▶ **ВЫБРАННЫЙ ТЕКСТ**
┄┄┄┄┄┄┄┄┄┄┄┄┄┄┄┄┄┄┄┄
Читаем Хроники. От хулигана до мечтателя полностью

Прежде всего, Айзеншпис был весь в своей работе. Он безумно любил свое дело, болел за каждого артиста, который находился у него под патронажем. Юрий Шмильевич настолько сживался с артистами, что готов был самостоятельно решать все их вопросы, включая личные, чего ни один продюсер российской (а может быть, и зарубежной) эстрады не делает до сих пор.

Айзеншпис вкладывал в дело весь пыл своей страстной натуры, поэтому возникало множество ситуаций, когда он срывался на своих артистов-протеже, музыкантов и других сотрудников из-за мелкой накладки. Проще, наверное, перечислить дни, когда подобного не происходило. Но все привыкли; к тому же босс остывал так же быстро, как заводился. Зла не помнил, камней за пазухой не держал.

Своей бурной заинтересованностью в деле он формировал вокруг него особую ауру, оберегающую от всех нападок. Юрий Шмильевич был одним из немногих профи, умевших органично вписаться в продвижение своей концептуальной идеи — детища, наделенного частью его души. В этом человеке я с самого начала наблюдал несколько потоков, которые как-то умудрялись не противоречить друг другу. Это талант чувствовать и выбирать музыку, талант на ней зарабатывать и, самое главное, талант сохранять человеческое отношение к ней — то уважение, которое не дает музыке превратиться в музыкальный продукт. Поэтому его проекты всегда занимали достойное место в мире, завоевывали статус выигрышных, несмотря на препятствия и неблагоприятные стечения обстоятельств.

Он создавал вокруг себя маленький мирок, куда было дано войти далеко не каждому. Мир, где он всегда контролировал ситуацию, излучал уверенность в себе и непоколебимость своих позиций даже молча.

Что, в свою очередь, структурировало окружающих. Проще говоря, само присутствие Айзеншписа создавало в коллективе рабочую атмосферу. Он ставил четкие задачи; если подчиненные могли талантливо преобразовать и дополнить сценарий босса, это всегда поощрялось — пусть даже парой слов одобрения. Впрочем, он редко хвалил кого-то вслух. И вольности допускал лишь в четко очерченных пределах, которые следовало просто почувствовать. Не юлить, не халтурить, работать так, чтобы ни один час не проходил даром. При соблюдении этих условий он давал шанс очень многим; если же нет — летающие стулья на кухне студии безалаберному работнику были обеспечены. В гневе мой продюсер был отнюдь небезобиден.

Показателем потенциала человека было уже то, что Айзеншпис с ним работал. Он безошибочно угадывал скрытые возможности и ресурсы личности — ведь только так открывают новые звезды. Даже если человек — например, я — сам порой не особенно верил в себя, то Айзеншпис верил в него вдвойне, и своей силой он заставлял подниматься с колен. Подобные бодрящие отеческие подзатыльники он мог раздавать одним лишь взглядом.
┄┄┄┄┄┄┄┄┄┄┄┄┄┄┄┄┄┄┄┄
▶ **ИСХОДНЫЕ ДАННЫЕ**
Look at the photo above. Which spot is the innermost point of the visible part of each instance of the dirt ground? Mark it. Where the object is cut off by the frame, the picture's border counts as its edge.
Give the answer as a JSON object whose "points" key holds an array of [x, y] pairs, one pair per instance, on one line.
┄┄┄┄┄┄┄┄┄┄┄┄┄┄┄┄┄┄┄┄
▶ **УКАЗАНИЕ A**
Воспроизведите без изменений фрагмент отрывка об Айзеншписе, который открывается словами «Своей бурной заинтересованностью» и завершается словами «неблагоприятные стечения обстоятельств.».
▶ **УКАЗАНИЕ B**
Какие три таланта Айзеншписа перечислены в отрывке об Айзеншписе?
▶ **УКАЗАНИЕ C**
Почему, согласно отрывку об Айзеншписе, он часто срывался на артистов, музыкантов и других сотрудников из-за мелких накладок?

▶ **ПОЛНОЕ РЕШЕНИЕ A**
Своей бурной заинтересованностью в деле он формировал вокруг него особую ауру, оберегающую от всех нападок. Юрий Шмильевич был одним из немногих профи, умевших органично вписаться в продвижение своей концептуальной идеи — детища, наделенного частью его души. В этом человеке я с самого начала наблюдал несколько потоков, которые как-то умудрялись не противоречить друг другу. Это талант чувствовать и выбирать музыку, талант на ней зарабатывать и, самое главное, талант сохранять человеческое отношение к ней — то уважение, которое не дает музыке превратиться в музыкальный продукт. Поэтому его проекты всегда занимали достойное место в мире, завоевывали статус выигрышных, несмотря на препятствия и неблагоприятные стечения обстоятельств.

▶ **ПОЛНОЕ РЕШЕНИЕ B**
Талант чувствовать и выбирать музыку, талант на ней зарабатывать и талант сохранять человеческое отношение к ней.

▶ **ПОЛНОЕ РЕШЕНИЕ C**
Айзеншпис вкладывал в дело весь пыл своей страстной натуры. Поэтому даже мелкая накладка могла вывести его из себя.